▸ GIVEN INSTRUCTION: Copy the lines below verbatim, but only from the line containing "net with a marker in this photo?" through the end of the data.

▸ Location labeling records:
|---|
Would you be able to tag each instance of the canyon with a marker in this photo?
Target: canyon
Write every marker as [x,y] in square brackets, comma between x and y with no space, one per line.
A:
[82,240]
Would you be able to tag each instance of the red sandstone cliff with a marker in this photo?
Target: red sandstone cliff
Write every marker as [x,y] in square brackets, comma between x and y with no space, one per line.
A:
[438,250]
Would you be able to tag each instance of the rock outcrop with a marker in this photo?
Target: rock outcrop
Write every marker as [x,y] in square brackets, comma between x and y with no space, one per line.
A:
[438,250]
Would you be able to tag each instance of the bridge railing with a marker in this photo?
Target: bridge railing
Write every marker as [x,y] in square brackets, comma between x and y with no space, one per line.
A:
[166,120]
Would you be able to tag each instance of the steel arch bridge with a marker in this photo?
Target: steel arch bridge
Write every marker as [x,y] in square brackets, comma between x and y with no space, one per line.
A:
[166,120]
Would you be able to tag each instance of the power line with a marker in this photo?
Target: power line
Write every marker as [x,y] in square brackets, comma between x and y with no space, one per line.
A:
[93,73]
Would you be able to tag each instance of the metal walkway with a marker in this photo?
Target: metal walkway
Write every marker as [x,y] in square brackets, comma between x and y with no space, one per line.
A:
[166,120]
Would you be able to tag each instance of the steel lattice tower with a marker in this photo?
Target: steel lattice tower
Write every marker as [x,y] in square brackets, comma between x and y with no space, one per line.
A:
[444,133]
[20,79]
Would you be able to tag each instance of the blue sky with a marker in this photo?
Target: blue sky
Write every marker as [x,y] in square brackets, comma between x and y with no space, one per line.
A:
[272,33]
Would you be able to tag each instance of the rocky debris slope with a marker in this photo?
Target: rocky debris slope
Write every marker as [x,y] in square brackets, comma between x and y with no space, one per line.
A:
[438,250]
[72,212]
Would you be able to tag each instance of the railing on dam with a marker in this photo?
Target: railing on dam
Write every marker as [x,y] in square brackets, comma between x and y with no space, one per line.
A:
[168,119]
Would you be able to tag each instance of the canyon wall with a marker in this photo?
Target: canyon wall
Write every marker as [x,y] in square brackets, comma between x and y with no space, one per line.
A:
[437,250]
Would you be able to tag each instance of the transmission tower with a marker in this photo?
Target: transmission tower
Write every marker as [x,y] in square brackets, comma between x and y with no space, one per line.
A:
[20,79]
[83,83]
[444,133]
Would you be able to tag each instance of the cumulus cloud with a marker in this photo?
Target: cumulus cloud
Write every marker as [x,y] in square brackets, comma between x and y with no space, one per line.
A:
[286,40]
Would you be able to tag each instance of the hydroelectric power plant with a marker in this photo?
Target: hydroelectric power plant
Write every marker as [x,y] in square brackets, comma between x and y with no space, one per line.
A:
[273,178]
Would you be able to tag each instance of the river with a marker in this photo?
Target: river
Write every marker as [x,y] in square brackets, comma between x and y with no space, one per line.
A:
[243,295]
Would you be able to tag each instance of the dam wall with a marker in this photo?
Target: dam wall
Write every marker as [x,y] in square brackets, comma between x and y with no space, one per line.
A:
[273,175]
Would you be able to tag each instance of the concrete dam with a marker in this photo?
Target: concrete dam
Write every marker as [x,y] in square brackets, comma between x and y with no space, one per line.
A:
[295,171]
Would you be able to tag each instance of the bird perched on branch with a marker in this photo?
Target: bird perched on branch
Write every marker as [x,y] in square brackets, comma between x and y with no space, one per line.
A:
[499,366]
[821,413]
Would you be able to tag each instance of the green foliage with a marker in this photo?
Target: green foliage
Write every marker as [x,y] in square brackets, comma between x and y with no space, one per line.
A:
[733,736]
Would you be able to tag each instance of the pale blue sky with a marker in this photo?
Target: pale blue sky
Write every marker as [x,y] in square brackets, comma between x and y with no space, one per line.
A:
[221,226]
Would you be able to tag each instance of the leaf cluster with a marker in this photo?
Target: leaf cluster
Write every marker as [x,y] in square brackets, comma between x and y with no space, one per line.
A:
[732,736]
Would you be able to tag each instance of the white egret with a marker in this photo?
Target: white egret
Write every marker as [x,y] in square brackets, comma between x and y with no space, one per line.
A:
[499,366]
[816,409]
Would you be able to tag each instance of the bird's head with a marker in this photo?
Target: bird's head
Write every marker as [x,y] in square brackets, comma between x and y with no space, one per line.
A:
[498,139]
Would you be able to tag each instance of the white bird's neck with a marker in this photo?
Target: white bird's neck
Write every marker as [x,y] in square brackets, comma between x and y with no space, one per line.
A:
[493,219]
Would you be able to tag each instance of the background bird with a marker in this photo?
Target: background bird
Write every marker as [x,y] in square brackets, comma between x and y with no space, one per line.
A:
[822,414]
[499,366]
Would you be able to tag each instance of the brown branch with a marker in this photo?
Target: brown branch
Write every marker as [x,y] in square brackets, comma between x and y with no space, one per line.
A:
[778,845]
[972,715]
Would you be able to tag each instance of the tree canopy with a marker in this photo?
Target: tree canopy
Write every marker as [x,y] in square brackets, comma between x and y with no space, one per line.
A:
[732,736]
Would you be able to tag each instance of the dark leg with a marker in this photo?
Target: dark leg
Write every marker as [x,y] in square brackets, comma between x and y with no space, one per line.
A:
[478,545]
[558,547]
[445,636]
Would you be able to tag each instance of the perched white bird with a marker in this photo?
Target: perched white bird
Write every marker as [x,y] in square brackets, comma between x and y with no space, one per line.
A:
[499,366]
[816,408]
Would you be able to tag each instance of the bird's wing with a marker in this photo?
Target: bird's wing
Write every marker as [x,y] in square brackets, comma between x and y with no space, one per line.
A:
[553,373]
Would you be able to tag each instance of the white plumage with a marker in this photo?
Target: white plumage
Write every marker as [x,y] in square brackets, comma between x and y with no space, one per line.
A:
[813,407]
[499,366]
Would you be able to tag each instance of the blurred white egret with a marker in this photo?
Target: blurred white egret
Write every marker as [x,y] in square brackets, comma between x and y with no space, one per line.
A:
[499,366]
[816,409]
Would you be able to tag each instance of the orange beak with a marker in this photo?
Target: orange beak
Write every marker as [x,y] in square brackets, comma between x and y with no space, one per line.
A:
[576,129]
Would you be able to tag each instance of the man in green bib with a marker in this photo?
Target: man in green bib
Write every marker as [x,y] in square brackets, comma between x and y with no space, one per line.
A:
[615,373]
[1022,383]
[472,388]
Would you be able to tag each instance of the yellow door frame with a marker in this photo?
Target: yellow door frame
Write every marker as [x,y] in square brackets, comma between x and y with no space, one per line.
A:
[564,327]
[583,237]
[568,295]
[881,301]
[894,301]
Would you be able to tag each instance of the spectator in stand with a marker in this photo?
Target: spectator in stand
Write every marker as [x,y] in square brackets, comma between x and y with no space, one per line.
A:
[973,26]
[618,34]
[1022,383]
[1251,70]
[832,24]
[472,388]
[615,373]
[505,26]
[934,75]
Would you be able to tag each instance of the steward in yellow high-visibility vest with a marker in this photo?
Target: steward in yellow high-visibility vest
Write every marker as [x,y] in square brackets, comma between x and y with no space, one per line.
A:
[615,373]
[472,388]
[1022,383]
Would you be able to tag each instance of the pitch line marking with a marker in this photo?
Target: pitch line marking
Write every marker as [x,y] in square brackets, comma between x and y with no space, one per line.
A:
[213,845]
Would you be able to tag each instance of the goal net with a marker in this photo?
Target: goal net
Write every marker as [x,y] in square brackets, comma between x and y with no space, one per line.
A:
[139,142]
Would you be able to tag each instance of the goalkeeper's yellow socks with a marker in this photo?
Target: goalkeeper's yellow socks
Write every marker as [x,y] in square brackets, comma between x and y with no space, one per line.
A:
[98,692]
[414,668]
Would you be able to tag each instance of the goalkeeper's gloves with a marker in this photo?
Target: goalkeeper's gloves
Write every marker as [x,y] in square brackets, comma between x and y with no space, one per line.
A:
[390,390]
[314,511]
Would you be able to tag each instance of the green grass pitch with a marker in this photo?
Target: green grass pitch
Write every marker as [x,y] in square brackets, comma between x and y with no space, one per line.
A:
|---|
▸ OUTPUT FOR THIS TASK:
Would you be able to tag each instance of the goal net with a marker in this photo?
Target: goal net
Write every marker as [x,y] in square brackets, comma between x and y with no space, one per line.
A:
[139,142]
Would you be able to tag each instance of the goalkeeper's yellow socks with a marker in this photo?
Target: goalkeeper's yellow socks
Write every marker as [x,y] in square brackets, comma between x and y with no space, one per line.
A:
[98,692]
[414,668]
Would you be able to tag each instance of the goalkeeper's gloves with a marker in this photo?
Target: goalkeeper's gloves
Write every marker as [x,y] in square brackets, comma between x and y with no space, one per line.
A:
[390,390]
[314,511]
Would you be able to tag each instance of the green grass pitch with a marker in this photo?
Target: green grass pitch
Write every marker as [x,y] in square brackets, comma between x and y with no space, one per line.
A:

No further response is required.